EXERCISE:
Starting at the line containing "Tag the winged" and ending at the final line, reproduce these lines only, substituting "dragon" for "griffin" and leaving everything else unchanged.

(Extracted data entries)

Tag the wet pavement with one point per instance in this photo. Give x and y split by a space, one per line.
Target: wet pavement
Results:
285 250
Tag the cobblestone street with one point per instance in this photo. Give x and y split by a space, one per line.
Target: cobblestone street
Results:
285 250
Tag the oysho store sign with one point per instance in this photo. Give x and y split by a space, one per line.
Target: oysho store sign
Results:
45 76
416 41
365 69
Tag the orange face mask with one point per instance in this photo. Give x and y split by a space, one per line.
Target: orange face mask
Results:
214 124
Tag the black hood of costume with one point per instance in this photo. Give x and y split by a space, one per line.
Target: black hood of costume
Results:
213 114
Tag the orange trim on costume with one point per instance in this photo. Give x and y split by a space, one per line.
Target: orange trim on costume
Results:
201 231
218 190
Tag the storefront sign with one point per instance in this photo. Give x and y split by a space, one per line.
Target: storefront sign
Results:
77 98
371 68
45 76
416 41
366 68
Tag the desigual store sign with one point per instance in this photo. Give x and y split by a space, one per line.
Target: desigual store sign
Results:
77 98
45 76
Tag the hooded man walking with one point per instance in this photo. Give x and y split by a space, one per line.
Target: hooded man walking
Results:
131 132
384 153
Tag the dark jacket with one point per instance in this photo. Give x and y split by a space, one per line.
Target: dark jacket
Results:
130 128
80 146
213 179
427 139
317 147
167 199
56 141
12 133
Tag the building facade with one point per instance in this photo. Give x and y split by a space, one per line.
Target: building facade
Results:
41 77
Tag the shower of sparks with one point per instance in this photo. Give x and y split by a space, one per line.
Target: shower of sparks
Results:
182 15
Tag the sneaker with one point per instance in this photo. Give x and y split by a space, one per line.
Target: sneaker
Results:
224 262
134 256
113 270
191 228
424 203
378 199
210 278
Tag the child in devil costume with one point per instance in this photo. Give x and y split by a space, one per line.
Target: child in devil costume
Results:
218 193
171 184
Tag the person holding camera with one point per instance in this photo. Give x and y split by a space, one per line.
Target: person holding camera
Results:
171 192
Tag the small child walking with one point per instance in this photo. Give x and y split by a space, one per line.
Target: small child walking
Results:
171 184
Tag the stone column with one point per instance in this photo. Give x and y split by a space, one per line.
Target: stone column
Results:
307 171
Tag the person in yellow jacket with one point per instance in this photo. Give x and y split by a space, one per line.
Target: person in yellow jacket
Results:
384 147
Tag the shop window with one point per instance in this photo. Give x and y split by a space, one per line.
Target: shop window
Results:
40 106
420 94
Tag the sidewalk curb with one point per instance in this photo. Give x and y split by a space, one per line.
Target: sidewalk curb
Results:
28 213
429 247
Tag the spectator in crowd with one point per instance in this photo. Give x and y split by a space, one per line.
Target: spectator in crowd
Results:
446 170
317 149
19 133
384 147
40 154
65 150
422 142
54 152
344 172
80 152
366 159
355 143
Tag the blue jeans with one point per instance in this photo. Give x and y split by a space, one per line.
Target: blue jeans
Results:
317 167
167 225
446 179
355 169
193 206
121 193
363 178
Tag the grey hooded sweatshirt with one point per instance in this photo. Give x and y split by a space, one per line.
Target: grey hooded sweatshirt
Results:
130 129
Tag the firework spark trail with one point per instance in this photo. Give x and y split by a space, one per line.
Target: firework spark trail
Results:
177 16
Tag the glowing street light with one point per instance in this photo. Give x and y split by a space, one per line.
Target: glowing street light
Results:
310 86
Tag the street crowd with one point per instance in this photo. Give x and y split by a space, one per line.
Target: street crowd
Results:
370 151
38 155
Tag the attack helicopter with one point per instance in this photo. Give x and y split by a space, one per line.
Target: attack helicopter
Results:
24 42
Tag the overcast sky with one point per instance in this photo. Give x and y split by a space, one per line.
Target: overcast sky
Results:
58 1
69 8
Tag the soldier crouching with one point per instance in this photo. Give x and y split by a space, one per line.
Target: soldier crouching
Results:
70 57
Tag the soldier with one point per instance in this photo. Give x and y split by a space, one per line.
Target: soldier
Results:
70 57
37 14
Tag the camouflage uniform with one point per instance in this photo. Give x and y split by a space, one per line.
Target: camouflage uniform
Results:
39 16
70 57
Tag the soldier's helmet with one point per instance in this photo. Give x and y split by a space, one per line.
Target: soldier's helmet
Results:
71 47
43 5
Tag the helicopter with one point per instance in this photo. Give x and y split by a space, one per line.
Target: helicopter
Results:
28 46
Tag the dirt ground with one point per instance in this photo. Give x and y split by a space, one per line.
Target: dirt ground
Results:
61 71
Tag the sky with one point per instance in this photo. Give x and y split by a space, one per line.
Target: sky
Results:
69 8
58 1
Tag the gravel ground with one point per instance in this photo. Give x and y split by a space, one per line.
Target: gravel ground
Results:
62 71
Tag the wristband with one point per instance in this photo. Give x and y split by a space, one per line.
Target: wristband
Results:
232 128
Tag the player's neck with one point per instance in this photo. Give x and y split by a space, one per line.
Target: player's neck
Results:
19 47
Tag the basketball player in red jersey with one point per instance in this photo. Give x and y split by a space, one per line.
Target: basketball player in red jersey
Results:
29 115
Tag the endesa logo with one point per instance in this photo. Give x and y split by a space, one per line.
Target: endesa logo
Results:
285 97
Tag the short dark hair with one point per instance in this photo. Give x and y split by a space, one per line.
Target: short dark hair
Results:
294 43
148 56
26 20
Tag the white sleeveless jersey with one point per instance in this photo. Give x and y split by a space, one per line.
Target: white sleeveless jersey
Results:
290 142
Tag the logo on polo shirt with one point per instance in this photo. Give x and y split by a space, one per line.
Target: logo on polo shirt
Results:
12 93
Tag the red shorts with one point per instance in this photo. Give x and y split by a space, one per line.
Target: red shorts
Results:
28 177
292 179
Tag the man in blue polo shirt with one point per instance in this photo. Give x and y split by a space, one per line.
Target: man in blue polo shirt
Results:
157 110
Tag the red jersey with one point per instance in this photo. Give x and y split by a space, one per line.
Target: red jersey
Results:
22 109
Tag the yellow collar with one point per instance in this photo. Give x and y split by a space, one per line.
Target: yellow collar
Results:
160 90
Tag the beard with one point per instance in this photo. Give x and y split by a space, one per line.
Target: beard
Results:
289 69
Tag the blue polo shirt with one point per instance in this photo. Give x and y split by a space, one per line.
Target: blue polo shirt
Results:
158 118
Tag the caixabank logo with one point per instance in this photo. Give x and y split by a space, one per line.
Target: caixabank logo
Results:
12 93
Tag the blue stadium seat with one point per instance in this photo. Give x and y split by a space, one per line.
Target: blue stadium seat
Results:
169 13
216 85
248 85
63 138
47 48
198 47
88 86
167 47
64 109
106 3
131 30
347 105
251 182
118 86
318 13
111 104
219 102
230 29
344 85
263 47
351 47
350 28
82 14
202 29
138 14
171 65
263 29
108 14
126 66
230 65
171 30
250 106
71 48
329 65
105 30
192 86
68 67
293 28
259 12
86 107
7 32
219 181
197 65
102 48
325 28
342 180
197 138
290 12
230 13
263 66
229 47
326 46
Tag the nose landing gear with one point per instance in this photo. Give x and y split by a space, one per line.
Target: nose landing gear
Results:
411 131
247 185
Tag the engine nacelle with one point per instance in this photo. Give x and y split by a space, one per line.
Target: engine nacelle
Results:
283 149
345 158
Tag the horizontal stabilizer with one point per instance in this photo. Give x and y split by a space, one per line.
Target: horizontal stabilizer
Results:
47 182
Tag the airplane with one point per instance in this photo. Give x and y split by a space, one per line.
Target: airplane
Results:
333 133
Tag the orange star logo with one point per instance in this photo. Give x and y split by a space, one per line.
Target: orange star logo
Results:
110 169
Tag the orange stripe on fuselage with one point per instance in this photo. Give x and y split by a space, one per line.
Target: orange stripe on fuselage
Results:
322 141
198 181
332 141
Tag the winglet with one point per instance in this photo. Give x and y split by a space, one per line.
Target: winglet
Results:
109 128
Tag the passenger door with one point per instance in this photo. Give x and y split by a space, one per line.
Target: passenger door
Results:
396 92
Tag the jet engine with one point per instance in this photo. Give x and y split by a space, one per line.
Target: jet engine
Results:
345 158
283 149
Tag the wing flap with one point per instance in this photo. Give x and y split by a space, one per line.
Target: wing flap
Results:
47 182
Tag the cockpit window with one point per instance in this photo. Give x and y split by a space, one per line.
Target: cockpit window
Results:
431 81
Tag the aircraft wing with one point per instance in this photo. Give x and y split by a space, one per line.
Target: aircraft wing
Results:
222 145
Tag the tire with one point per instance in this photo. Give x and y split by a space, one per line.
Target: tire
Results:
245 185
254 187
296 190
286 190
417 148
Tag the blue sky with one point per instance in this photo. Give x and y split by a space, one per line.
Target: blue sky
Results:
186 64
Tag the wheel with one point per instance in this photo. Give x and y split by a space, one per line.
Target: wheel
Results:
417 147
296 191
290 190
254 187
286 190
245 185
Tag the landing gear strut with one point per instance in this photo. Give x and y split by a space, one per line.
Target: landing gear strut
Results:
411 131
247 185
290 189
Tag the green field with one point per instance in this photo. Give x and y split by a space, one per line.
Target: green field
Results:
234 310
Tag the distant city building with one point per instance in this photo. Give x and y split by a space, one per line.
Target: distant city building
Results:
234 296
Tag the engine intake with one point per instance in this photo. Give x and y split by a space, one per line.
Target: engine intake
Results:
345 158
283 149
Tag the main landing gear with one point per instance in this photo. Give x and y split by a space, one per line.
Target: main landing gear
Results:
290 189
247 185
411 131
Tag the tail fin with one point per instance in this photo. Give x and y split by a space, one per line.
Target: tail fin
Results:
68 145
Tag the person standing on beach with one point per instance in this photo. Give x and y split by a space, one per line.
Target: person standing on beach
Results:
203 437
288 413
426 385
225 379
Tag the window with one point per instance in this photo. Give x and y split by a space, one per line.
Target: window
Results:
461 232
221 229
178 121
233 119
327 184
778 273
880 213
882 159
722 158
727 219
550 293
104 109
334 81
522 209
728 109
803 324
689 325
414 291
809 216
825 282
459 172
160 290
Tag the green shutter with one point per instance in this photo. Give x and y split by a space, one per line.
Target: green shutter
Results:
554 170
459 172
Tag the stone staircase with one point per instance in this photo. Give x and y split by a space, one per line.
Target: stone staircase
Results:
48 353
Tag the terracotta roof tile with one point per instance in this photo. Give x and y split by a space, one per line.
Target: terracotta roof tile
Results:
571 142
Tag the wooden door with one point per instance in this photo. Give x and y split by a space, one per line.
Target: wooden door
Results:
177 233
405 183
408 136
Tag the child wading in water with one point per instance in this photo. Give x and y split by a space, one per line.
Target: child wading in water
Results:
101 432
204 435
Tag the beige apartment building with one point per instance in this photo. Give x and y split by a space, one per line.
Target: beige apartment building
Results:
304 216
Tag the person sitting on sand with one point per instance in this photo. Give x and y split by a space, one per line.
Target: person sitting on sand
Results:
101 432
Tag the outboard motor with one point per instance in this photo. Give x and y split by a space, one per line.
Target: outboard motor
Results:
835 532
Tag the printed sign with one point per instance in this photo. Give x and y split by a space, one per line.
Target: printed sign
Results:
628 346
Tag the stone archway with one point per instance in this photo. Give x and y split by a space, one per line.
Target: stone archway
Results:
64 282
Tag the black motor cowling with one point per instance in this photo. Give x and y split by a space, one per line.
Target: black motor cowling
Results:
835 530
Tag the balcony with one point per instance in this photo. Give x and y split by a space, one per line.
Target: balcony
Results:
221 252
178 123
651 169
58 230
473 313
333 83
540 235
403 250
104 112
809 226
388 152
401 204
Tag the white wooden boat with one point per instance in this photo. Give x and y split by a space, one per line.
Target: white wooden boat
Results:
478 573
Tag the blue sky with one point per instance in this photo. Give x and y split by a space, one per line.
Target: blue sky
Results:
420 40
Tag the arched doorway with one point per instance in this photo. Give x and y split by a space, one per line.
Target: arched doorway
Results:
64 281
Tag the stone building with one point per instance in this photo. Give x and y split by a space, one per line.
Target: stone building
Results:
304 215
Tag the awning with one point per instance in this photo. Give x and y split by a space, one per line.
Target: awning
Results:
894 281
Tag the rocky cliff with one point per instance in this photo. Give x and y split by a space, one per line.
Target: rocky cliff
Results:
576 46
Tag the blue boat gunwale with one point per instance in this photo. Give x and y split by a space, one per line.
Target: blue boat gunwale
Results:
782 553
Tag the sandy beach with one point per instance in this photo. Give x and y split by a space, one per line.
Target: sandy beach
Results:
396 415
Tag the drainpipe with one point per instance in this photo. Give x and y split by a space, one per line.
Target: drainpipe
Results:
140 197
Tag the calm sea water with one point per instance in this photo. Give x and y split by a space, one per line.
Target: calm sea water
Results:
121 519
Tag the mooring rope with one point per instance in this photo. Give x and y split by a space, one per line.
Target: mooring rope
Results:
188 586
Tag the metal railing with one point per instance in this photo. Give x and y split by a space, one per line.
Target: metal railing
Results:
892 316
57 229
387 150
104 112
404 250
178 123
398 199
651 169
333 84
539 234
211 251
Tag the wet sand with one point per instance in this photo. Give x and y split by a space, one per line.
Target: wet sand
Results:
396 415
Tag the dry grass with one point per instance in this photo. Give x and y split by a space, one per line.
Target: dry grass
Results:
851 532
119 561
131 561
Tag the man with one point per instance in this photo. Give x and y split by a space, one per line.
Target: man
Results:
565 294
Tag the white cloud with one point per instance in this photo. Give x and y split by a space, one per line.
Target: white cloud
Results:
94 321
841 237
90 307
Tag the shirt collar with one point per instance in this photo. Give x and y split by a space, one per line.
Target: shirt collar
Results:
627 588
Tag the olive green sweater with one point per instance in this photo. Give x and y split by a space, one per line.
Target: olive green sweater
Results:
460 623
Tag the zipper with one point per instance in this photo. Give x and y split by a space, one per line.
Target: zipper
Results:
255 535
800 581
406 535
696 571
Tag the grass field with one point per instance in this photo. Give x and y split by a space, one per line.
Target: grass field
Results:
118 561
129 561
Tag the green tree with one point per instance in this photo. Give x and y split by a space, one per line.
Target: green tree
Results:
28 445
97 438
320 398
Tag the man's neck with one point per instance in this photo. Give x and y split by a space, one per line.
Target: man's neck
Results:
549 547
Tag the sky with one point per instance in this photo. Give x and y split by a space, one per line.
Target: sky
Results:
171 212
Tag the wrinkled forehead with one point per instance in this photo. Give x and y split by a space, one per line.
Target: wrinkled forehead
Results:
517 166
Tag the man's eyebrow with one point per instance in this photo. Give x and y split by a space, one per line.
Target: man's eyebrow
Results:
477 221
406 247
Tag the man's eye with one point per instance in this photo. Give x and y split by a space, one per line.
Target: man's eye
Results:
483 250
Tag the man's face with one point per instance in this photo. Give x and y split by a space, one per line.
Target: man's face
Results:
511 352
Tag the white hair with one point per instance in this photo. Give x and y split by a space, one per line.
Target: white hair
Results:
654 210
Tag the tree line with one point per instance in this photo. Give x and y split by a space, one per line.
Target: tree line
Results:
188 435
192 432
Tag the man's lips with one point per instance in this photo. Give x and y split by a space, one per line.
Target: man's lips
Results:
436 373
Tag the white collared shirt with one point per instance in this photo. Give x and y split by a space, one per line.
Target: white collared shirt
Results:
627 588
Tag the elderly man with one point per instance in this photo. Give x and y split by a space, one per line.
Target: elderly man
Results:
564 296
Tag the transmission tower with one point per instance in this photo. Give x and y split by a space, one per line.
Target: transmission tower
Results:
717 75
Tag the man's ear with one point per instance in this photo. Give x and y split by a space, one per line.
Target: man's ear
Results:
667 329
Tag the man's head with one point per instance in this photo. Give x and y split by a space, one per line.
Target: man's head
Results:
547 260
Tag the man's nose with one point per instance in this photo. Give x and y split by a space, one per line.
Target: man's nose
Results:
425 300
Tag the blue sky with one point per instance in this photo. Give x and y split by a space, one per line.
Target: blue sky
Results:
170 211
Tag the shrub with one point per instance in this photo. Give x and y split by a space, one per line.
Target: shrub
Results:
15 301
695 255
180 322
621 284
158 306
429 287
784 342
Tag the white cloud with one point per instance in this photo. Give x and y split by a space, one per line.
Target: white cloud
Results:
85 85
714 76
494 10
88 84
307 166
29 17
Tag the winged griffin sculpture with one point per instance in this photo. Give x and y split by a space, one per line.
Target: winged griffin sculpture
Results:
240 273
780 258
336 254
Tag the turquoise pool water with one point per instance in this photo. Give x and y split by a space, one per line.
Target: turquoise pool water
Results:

EXERCISE OUTPUT:
Tag the winged dragon sculpture with one point per instance in this photo. Give x and y split by a space, one per line.
Target: winged dragon sculpture
Results:
240 273
780 258
336 254
Tag the turquoise pool water with one point per instance in this photo. Give x and y split by a space, one per line.
Target: turquoise pool water
Results:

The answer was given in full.